Aim: Format every line of the entries below as a Markdown table with the columns "Row" and "Line", numbering the rows and skipping blank lines. Leave the pictures out.

Data section:
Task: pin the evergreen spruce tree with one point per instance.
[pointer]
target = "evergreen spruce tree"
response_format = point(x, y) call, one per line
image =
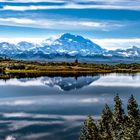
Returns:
point(132, 126)
point(105, 124)
point(119, 118)
point(89, 130)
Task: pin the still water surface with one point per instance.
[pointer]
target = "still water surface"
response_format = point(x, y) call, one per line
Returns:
point(53, 108)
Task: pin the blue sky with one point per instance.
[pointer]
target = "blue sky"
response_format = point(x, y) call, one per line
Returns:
point(110, 23)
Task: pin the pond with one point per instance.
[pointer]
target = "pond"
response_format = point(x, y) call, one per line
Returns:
point(55, 107)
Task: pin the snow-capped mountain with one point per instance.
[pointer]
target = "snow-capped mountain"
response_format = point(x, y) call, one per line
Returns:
point(66, 46)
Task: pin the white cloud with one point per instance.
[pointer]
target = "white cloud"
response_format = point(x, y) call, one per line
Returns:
point(73, 5)
point(115, 43)
point(62, 24)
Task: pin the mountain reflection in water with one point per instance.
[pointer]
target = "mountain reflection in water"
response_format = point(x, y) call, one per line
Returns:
point(54, 107)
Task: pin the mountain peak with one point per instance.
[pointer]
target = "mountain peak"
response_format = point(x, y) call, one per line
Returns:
point(68, 36)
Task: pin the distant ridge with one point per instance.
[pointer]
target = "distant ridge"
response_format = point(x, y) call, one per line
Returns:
point(65, 47)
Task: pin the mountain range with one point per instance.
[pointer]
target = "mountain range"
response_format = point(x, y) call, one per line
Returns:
point(67, 46)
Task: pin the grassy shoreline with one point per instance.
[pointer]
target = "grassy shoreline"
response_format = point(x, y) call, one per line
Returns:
point(21, 69)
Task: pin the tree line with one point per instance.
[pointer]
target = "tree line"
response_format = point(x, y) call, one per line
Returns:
point(114, 124)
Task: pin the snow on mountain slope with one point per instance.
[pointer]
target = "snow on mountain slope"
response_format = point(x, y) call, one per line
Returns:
point(66, 46)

Problem solution:
| Row | Line |
|---|---|
| 1 | Task: pin the evergreen spruce tree with one point per instance. |
| 2 | [pointer] |
| 3 | target = "evergreen spruce tree" |
| 4 | response_format = point(x, y) call, one per line |
| 5 | image = |
| 6 | Returns: |
| 7 | point(132, 126) |
| 8 | point(105, 124) |
| 9 | point(119, 118) |
| 10 | point(89, 130) |
| 11 | Task: pin the still water surface with one point per instance. |
| 12 | [pointer] |
| 13 | target = "still water surface" |
| 14 | response_format = point(x, y) call, one per line |
| 15 | Returns: |
| 16 | point(53, 108) |
| 17 | Task: pin the blue sky with one point per instance. |
| 18 | [pointer] |
| 19 | target = "blue sky" |
| 20 | response_format = point(x, y) call, one per line |
| 21 | Returns: |
| 22 | point(110, 23) |
| 23 | Task: pin the pond with one point per instance. |
| 24 | [pointer] |
| 25 | target = "pond" |
| 26 | response_format = point(x, y) call, one per line |
| 27 | Returns: |
| 28 | point(55, 107) |
| 29 | Task: pin the snow-capped mountain with one point per instance. |
| 30 | [pointer] |
| 31 | target = "snow-capped mountain" |
| 32 | response_format = point(x, y) call, one per line |
| 33 | Returns: |
| 34 | point(66, 46) |
| 35 | Task: pin the white cloud with one point per instance. |
| 36 | [pointer] |
| 37 | target = "white cloud" |
| 38 | response_format = point(x, y) call, one per line |
| 39 | Returns: |
| 40 | point(73, 5) |
| 41 | point(115, 43) |
| 42 | point(62, 24) |
| 43 | Task: pin the mountain reflection in water with one point per instance. |
| 44 | [pointer] |
| 45 | target = "mountain reflection in water" |
| 46 | response_format = point(x, y) call, one per line |
| 47 | Returns: |
| 48 | point(54, 107) |
| 49 | Task: pin the mountain peak with one point per instance. |
| 50 | [pointer] |
| 51 | target = "mountain peak" |
| 52 | response_format = point(x, y) call, one per line |
| 53 | Returns: |
| 54 | point(68, 36) |
| 55 | Task: pin the distant ridge with one point per instance. |
| 56 | [pointer] |
| 57 | target = "distant ridge" |
| 58 | response_format = point(x, y) call, one per line |
| 59 | Returns: |
| 60 | point(65, 47) |
| 61 | Task: pin the mountain range with one point per instance. |
| 62 | [pointer] |
| 63 | target = "mountain range" |
| 64 | response_format = point(x, y) call, one per line |
| 65 | Returns: |
| 66 | point(67, 46) |
| 67 | Task: pin the grassy shoreline with one point per instance. |
| 68 | [pointer] |
| 69 | target = "grassy shoreline" |
| 70 | response_format = point(x, y) call, one per line |
| 71 | Returns: |
| 72 | point(21, 69) |
| 73 | Task: pin the tree line with one point per instance. |
| 74 | [pointer] |
| 75 | target = "tree line" |
| 76 | response_format = point(x, y) call, one per line |
| 77 | Returns: |
| 78 | point(114, 124) |
| 79 | Task: pin the snow on mountain slope with one point per instance. |
| 80 | [pointer] |
| 81 | target = "snow on mountain slope" |
| 82 | response_format = point(x, y) call, one per line |
| 83 | Returns: |
| 84 | point(66, 46) |